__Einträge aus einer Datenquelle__
'''

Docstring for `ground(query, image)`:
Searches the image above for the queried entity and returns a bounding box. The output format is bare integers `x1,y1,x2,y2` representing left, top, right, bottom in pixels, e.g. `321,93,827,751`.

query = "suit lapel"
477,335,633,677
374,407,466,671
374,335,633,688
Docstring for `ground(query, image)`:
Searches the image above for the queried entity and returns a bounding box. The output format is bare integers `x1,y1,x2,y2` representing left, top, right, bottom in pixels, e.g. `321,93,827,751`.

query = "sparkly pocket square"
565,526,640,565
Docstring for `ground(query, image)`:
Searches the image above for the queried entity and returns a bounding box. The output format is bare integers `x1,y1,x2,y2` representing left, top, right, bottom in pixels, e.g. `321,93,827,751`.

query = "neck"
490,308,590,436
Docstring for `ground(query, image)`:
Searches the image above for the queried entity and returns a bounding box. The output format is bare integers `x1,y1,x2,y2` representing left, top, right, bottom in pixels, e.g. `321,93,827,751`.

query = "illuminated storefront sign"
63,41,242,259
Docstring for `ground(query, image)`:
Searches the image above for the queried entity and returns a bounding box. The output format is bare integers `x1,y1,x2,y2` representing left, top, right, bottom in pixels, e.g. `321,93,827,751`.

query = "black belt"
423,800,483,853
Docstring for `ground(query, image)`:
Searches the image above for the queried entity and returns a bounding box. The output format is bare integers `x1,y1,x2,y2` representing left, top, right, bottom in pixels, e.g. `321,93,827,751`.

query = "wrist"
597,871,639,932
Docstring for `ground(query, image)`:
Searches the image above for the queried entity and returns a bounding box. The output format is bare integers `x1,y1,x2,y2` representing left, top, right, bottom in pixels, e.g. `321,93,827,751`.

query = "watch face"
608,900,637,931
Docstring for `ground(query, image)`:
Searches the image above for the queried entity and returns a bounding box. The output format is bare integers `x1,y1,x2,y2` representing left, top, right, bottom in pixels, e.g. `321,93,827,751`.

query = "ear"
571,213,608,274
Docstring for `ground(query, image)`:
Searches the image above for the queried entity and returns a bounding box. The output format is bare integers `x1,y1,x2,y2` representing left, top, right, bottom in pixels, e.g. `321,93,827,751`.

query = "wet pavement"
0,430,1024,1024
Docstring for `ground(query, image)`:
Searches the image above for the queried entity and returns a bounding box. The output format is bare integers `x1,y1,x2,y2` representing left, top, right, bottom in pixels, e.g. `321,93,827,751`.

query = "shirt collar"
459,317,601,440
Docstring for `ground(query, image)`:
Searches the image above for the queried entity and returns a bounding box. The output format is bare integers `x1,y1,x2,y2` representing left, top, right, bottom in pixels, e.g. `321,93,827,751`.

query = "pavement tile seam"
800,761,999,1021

'''

__Aufgabenstellung__
Kannst du alle Einträge oben erneut wiedergeben und dabei jedes „bounding box“ in „rectangle“ ändern, ohne sonst etwas anzutasten?

__Ergebnis__
Docstring for `ground(query, image)`:
Searches the image above for the queried entity and returns a rectangle. The output format is bare integers `x1,y1,x2,y2` representing left, top, right, bottom in pixels, e.g. `321,93,827,751`.

query = "suit lapel"
477,335,633,677
374,407,466,671
374,335,633,688
Docstring for `ground(query, image)`:
Searches the image above for the queried entity and returns a rectangle. The output format is bare integers `x1,y1,x2,y2` representing left, top, right, bottom in pixels, e.g. `321,93,827,751`.

query = "sparkly pocket square"
565,526,640,565
Docstring for `ground(query, image)`:
Searches the image above for the queried entity and returns a rectangle. The output format is bare integers `x1,y1,x2,y2` representing left, top, right, bottom in pixels, e.g. `321,93,827,751`.

query = "neck"
490,308,590,436
Docstring for `ground(query, image)`:
Searches the image above for the queried entity and returns a rectangle. The output format is bare integers `x1,y1,x2,y2` representing left, top, right, bottom in pixels, e.g. `321,93,827,751`.

query = "illuminated storefront sign"
63,41,242,259
Docstring for `ground(query, image)`:
Searches the image above for the queried entity and returns a rectangle. The output format is bare integers `x1,y1,x2,y2` representing left, top, right, bottom in pixels, e.g. `321,93,827,751`.

query = "black belt"
423,800,483,853
Docstring for `ground(query, image)`:
Searches the image above for the queried entity and returns a rectangle. The output format is bare integers `x1,y1,x2,y2` representing left, top, right, bottom in pixels, e.g. `321,93,827,751`.

query = "wrist"
597,871,639,932
Docstring for `ground(query, image)`:
Searches the image above for the queried entity and returns a rectangle. The output format is bare integers `x1,y1,x2,y2` representing left, top, right, bottom in pixels, e.g. `321,93,827,751`.

query = "watch face"
608,900,637,931
Docstring for `ground(query, image)`:
Searches the image above for the queried entity and returns a rectangle. The output format is bare integers `x1,y1,x2,y2` representing left, top, right, bottom in pixels, e.g. `321,93,827,751`.

query = "ear"
571,213,608,274
Docstring for `ground(query, image)`:
Searches the image above for the queried entity and returns a rectangle. The output format is bare integers `x1,y1,x2,y2` representing left, top, right, bottom in pixels, e.g. `321,93,827,751`.

query = "wet pavement"
0,430,1024,1024
Docstring for `ground(query, image)`:
Searches the image above for the queried entity and returns a rectangle. The output format is bare integers `x1,y1,x2,y2` representing left, top, right, bottom in pixels, e.g. `321,93,827,751`.

query = "shirt collar"
459,317,601,440
Docstring for `ground(query, image)`:
Searches the image above for the queried entity and returns a rectangle. The output format is bare integers `x1,y1,x2,y2` representing left, top, right, bottom in pixels, e.g. `321,93,827,751`.

query = "pavement tile seam"
800,761,999,1021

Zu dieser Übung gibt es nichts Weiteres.